* _REQUIRED WORK_:
A. What position does Susie Lupert hold, according to the sleepaway camp article?
B. List every strategy that the sleepaway camp article names as one camps will use against COVID.

* _SUPPLIED PASSAGE_:
------------------------------------------------------------------------
Although summer may seem faraway, sleepaway camp can be an exciting thing for kids and parents to look forward to – and it’s never too early to start gathering information and beginning to plan.
Susie Lupert, executive director of the American Camp Association, NY and NJ says that while there will be many changes due to COVID the fundamentals of the camp experience including kids gaining independence and confidence remain the same.
“Last summer, a number of overnight camps were able to operate in the northeast and they did so successfully by mitigating the risk of COVID in the camp environment,” says Lupert. “It’s too early to tell exactly what changes will need to be implemented for summer 2021 but there is a blueprint on how to run safely.”
Testing, cohorting, additional hand washing and sanitizing, daily health screenings, increased disinfecting of camp and masks when social distancing among cohorts can’t be maintained are just some of the strategies camps will be using.
The Importance of Disconnecting at Camp
“Camp feels more important than ever this year for children,” says Lupert. “So many children have been home from school learning remotely and are missing out on so many things that contribute to a child’s growth. They aren’t socializing the same way or trying new activities. Kids are around their parents a lot this year, not allowing for the healthy separation that lets children gain independence and make their own decisions. Camp provides so many of these opportunities and also gives children the chance to be part of a structured, safe environment.”
------------------------------------------------------------------------
* _SOURCE MATERIAL_:
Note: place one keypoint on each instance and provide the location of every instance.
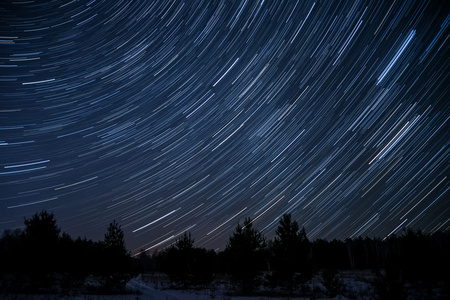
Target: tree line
(41, 257)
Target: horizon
(189, 118)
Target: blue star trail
(174, 116)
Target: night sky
(174, 116)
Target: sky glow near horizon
(174, 116)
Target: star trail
(174, 116)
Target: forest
(42, 259)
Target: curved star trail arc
(176, 116)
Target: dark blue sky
(173, 116)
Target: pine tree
(290, 255)
(245, 254)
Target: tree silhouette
(116, 260)
(185, 264)
(290, 255)
(245, 254)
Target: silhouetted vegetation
(41, 259)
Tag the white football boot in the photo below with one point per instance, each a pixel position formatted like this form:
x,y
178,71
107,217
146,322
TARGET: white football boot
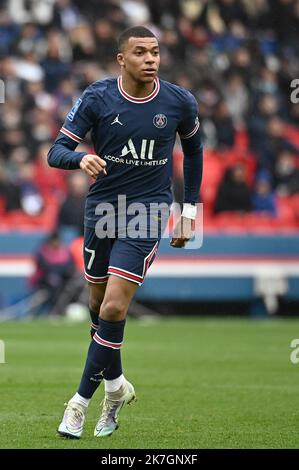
x,y
112,404
73,420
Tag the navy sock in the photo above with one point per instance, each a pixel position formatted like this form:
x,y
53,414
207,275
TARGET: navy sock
x,y
115,369
103,353
94,316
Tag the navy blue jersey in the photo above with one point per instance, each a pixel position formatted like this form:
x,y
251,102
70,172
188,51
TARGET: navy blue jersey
x,y
135,136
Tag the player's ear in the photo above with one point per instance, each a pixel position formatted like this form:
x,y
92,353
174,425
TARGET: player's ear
x,y
120,59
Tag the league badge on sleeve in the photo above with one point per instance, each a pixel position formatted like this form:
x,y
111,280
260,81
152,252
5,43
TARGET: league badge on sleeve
x,y
74,109
160,121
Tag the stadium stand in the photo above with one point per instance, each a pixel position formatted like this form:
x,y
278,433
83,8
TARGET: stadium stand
x,y
238,58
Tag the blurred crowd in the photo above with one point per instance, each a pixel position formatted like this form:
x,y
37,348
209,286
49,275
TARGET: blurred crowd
x,y
238,57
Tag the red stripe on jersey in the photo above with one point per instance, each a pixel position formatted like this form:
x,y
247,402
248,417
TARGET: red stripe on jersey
x,y
138,100
70,134
130,276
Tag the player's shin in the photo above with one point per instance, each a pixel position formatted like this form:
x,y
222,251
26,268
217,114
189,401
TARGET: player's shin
x,y
103,353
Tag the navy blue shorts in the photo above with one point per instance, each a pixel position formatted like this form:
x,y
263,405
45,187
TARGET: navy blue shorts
x,y
124,257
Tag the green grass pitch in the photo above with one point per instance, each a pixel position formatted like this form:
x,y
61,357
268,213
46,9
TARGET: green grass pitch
x,y
201,383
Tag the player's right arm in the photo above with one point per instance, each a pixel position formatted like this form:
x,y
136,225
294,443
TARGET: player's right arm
x,y
79,121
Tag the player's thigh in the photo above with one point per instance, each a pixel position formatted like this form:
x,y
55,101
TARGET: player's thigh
x,y
130,258
118,295
96,254
96,295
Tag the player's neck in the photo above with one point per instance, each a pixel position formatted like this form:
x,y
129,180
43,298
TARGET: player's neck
x,y
137,90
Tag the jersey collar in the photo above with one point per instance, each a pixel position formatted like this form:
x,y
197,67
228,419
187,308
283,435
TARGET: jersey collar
x,y
133,99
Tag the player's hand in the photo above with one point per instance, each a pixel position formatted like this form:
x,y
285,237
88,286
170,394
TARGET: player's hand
x,y
93,165
182,232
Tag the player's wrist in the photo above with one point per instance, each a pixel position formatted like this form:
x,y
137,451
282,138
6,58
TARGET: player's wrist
x,y
189,211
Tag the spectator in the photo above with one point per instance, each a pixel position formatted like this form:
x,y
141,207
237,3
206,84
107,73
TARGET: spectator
x,y
286,174
263,198
234,194
54,267
9,192
71,213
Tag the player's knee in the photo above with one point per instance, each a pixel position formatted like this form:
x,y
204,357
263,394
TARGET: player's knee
x,y
95,304
112,310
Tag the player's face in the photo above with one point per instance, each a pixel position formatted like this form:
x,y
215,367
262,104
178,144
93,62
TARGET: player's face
x,y
140,59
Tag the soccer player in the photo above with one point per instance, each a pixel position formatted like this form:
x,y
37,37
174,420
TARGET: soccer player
x,y
133,121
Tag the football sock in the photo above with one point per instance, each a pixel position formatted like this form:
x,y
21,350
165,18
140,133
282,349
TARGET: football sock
x,y
94,316
103,352
114,385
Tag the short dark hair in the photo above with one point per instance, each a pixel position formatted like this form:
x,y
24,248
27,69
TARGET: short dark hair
x,y
134,32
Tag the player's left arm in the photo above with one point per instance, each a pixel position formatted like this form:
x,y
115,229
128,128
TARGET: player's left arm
x,y
193,160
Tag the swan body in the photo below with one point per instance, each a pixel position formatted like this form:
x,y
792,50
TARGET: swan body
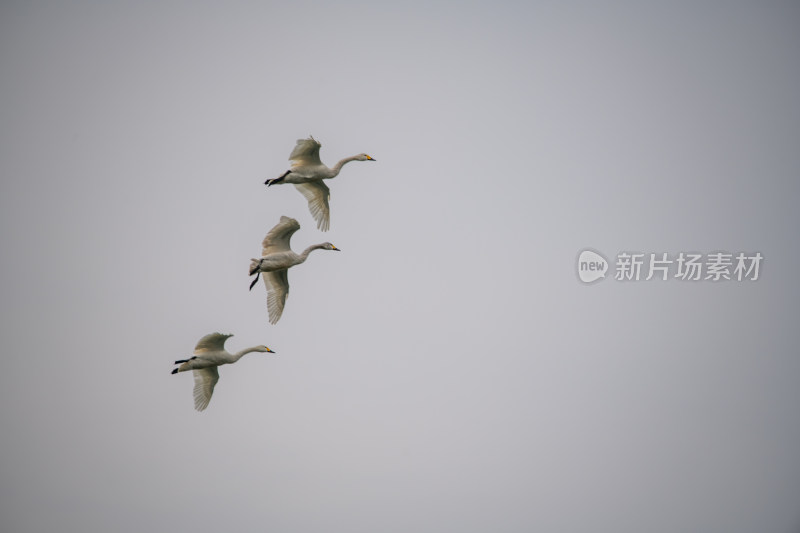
------------------------------------------------------------------------
* _OUTPUTS FOR THE TASKS_:
A. Executive director of the American Camp Association, NY and NJ

B.
- Testing
- Cohorting
- Additional hand washing and sanitizing
- Daily health screenings
- Increased disinfecting of camp
- Masks when social distancing among cohorts can't be maintained